- [Exercise] Filter the lines below down to those containing the string "backrest", matching case exactly, and copy each such line.

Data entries
--- start ---

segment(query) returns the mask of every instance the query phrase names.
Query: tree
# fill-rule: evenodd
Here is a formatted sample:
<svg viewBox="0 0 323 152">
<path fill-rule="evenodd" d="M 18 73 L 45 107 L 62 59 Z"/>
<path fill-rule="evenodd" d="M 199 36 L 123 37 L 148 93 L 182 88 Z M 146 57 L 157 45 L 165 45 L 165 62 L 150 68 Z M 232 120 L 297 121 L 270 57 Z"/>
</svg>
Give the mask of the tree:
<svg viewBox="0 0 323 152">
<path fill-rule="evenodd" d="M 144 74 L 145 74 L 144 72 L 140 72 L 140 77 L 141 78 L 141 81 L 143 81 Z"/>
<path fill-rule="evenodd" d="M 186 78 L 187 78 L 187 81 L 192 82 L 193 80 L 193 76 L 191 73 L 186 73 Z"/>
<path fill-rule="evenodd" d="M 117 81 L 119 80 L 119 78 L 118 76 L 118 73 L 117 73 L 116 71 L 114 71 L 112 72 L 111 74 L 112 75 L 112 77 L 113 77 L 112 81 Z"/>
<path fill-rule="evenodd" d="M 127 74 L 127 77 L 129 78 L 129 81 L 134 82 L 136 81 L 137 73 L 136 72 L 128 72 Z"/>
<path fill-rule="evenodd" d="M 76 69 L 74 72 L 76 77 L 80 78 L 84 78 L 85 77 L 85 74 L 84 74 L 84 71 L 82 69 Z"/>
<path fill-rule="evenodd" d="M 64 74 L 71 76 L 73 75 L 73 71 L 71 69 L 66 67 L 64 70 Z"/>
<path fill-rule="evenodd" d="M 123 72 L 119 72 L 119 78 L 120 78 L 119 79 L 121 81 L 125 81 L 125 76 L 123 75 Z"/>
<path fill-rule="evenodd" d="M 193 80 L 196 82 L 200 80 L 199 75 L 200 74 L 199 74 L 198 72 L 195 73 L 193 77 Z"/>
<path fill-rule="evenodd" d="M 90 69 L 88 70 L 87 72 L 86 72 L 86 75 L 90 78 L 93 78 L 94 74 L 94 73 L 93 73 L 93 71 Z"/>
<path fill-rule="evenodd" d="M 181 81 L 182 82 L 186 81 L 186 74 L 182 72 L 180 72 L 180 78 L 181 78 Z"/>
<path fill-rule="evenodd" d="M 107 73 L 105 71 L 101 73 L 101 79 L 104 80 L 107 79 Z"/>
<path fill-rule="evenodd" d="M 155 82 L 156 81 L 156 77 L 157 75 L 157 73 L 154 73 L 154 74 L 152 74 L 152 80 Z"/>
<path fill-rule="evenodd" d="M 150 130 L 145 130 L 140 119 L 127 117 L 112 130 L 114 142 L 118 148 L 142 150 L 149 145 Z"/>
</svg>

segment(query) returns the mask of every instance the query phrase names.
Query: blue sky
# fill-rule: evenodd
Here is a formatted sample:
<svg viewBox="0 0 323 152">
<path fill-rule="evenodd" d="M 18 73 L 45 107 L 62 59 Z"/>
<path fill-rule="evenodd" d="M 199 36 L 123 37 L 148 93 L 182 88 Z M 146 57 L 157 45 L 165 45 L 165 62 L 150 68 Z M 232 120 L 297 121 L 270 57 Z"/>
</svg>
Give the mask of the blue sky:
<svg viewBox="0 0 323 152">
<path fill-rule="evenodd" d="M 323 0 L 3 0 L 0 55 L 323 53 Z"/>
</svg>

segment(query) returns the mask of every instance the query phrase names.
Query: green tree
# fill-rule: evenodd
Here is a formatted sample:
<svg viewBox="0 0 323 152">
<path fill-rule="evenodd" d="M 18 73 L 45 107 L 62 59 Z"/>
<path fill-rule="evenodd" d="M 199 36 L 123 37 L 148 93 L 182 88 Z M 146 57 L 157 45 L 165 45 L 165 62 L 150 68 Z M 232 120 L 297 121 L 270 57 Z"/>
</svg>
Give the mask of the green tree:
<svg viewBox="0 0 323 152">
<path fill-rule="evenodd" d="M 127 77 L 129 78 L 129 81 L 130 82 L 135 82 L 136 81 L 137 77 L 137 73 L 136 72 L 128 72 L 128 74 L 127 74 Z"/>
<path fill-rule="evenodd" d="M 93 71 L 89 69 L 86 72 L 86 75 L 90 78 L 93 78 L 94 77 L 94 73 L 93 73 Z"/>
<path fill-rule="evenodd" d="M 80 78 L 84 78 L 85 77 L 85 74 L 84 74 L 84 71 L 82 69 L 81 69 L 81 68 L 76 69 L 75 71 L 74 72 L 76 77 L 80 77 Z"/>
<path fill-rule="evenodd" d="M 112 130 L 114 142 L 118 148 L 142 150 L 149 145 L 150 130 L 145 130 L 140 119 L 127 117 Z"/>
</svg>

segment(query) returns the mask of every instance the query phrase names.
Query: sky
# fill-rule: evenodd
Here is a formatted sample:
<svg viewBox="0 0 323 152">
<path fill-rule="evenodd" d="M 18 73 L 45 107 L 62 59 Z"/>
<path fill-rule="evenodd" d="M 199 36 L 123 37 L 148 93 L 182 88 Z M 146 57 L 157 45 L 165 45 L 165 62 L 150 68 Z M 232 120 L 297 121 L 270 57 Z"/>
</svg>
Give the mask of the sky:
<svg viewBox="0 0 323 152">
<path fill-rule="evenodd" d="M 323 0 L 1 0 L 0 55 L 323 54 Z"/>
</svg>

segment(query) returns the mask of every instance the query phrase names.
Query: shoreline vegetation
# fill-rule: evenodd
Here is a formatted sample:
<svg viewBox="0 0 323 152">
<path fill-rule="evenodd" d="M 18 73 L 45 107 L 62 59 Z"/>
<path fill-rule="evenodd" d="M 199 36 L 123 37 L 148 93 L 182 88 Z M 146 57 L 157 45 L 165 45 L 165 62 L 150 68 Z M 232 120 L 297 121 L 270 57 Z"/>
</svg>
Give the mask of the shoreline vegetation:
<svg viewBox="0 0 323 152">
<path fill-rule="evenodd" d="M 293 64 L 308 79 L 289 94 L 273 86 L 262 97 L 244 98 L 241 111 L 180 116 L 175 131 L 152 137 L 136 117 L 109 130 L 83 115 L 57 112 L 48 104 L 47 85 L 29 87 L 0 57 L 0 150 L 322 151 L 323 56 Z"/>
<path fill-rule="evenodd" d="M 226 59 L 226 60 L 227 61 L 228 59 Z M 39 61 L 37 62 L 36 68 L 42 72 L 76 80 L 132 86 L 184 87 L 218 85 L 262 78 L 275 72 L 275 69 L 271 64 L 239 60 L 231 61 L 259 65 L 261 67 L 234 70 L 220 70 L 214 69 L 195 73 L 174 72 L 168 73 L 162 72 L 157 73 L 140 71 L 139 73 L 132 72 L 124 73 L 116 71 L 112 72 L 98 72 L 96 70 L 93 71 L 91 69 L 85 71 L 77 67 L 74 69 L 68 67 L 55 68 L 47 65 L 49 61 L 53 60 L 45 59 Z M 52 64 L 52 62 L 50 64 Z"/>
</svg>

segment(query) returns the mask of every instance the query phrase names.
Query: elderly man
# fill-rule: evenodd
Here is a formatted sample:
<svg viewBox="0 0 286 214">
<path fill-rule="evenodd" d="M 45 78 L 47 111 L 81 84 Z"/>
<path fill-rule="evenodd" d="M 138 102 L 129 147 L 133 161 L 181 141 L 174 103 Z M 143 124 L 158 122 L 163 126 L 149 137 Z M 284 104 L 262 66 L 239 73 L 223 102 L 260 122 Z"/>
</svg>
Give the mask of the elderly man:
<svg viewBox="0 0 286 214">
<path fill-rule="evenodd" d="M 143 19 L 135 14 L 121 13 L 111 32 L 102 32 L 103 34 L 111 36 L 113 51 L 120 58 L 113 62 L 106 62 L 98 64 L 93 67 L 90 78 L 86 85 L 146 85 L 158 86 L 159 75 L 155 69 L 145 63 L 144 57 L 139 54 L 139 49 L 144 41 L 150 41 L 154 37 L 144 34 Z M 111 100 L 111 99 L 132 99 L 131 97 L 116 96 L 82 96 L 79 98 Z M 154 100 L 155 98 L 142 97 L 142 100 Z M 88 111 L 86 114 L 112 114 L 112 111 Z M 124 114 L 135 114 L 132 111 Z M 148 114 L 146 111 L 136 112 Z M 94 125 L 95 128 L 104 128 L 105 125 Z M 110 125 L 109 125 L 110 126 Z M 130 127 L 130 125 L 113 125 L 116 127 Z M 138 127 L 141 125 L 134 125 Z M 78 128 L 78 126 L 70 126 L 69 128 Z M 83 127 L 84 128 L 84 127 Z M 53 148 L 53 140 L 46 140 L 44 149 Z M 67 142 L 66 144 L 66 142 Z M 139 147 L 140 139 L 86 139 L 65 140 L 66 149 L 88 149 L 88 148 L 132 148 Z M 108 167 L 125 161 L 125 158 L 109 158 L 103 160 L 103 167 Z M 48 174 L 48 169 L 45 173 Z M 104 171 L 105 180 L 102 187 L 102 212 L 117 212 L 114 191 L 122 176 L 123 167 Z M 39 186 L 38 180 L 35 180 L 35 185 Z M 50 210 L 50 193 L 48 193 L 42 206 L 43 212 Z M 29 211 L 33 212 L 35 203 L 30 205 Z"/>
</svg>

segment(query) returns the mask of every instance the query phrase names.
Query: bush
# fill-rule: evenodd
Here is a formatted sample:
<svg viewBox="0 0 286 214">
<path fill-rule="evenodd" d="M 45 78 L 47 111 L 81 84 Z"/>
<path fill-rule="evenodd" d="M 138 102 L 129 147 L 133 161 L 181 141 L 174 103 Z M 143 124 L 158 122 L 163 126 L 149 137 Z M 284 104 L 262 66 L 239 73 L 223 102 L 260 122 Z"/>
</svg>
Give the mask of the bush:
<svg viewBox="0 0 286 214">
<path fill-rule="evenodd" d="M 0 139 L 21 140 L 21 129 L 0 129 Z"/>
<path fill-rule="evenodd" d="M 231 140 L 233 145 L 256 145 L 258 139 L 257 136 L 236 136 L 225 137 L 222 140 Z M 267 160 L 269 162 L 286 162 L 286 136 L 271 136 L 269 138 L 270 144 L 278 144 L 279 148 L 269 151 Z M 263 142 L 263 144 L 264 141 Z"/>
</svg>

--- end ---
--- start ---

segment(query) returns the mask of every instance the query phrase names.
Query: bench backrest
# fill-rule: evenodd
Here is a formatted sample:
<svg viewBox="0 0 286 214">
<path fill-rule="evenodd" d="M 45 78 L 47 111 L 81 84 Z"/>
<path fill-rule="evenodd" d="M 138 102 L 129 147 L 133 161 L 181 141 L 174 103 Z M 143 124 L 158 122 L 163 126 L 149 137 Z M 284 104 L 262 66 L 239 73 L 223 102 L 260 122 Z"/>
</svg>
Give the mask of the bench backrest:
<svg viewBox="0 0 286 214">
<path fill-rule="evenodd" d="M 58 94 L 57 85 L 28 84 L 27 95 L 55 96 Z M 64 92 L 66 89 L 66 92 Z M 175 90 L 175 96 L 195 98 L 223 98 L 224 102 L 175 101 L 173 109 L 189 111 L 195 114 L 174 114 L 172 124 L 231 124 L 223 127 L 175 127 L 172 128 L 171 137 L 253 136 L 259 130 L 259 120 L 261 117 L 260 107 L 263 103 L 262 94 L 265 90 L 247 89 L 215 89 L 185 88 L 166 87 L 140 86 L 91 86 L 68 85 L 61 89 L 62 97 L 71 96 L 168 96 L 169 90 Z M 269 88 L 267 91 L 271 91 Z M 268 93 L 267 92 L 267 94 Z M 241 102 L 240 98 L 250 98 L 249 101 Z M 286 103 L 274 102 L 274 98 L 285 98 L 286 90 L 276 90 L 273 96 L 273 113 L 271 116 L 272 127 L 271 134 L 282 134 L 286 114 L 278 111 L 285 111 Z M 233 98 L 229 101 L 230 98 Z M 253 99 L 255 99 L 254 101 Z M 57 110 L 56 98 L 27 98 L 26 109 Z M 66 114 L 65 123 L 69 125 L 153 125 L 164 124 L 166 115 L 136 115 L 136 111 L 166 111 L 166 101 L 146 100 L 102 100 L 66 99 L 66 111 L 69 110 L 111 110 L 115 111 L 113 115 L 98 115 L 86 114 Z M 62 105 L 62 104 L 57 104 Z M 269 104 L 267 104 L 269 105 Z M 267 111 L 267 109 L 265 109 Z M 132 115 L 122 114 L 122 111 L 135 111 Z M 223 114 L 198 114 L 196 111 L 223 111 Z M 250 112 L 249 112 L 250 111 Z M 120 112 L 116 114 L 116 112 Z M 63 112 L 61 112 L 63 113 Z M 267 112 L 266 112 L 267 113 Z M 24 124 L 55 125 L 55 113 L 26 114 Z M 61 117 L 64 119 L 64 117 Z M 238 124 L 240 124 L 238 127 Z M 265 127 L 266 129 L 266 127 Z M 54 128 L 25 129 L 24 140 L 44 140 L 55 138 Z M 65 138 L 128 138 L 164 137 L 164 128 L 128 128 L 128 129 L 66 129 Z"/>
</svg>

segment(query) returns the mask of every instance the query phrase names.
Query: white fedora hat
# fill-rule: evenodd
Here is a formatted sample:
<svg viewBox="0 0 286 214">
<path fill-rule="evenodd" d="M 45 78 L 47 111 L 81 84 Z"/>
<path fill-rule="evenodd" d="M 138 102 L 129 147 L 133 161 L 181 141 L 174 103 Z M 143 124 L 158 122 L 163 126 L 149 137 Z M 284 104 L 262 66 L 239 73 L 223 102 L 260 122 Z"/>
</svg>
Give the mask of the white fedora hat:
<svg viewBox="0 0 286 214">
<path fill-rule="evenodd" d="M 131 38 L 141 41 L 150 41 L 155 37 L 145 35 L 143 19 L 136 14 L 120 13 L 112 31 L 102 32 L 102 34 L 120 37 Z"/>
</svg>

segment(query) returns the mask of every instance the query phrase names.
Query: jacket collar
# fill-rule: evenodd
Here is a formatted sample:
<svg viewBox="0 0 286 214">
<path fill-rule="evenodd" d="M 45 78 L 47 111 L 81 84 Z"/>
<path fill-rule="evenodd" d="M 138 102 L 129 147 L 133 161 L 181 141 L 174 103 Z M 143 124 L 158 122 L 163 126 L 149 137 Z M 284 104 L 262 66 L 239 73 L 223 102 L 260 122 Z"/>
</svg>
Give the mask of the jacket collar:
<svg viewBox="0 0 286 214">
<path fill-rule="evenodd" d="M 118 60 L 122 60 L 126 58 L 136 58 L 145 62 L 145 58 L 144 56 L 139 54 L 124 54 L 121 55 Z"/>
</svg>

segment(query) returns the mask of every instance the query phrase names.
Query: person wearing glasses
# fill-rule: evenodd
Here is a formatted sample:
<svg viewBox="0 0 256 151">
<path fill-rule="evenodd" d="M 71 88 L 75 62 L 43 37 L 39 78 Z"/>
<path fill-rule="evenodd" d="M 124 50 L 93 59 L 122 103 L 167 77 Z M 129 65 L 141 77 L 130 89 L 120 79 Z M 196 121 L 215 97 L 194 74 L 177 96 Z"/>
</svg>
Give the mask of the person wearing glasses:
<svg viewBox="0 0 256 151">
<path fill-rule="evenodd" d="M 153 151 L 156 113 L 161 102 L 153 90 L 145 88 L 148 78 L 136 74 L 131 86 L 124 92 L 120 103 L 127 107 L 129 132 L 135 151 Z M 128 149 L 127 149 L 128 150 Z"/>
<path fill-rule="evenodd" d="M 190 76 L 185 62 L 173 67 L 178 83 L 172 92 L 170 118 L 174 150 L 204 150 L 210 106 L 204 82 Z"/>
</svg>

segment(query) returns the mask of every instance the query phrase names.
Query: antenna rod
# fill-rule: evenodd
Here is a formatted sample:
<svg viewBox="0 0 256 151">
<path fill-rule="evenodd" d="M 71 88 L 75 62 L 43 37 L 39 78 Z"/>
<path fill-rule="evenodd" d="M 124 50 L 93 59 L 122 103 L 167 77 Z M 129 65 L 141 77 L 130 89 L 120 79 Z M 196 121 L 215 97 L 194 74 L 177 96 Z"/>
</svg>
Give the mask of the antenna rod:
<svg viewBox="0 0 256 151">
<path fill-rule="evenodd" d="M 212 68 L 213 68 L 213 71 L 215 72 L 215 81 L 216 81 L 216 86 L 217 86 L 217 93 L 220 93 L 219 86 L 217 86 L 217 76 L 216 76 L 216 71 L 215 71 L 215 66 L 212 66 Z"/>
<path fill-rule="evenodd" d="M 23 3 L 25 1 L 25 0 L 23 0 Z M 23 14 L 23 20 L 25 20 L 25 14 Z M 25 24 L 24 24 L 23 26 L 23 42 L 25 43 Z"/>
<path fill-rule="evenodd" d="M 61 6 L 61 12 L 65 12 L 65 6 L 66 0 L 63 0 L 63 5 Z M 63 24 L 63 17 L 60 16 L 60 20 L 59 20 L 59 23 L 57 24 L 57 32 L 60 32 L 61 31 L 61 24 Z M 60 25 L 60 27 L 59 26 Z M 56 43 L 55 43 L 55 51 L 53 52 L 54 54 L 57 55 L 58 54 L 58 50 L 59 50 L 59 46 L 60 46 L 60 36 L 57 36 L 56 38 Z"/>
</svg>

--- end ---
--- start ---

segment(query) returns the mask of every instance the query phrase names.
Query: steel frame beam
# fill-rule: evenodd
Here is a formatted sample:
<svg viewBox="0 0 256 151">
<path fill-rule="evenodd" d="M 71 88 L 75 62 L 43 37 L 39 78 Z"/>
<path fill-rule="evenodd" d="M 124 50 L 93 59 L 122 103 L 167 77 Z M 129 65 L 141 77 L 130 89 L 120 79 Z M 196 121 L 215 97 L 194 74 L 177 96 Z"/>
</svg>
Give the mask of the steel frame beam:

--- end ---

- [Exercise solution]
Query: bench backrest
Give the mask of the bench backrest:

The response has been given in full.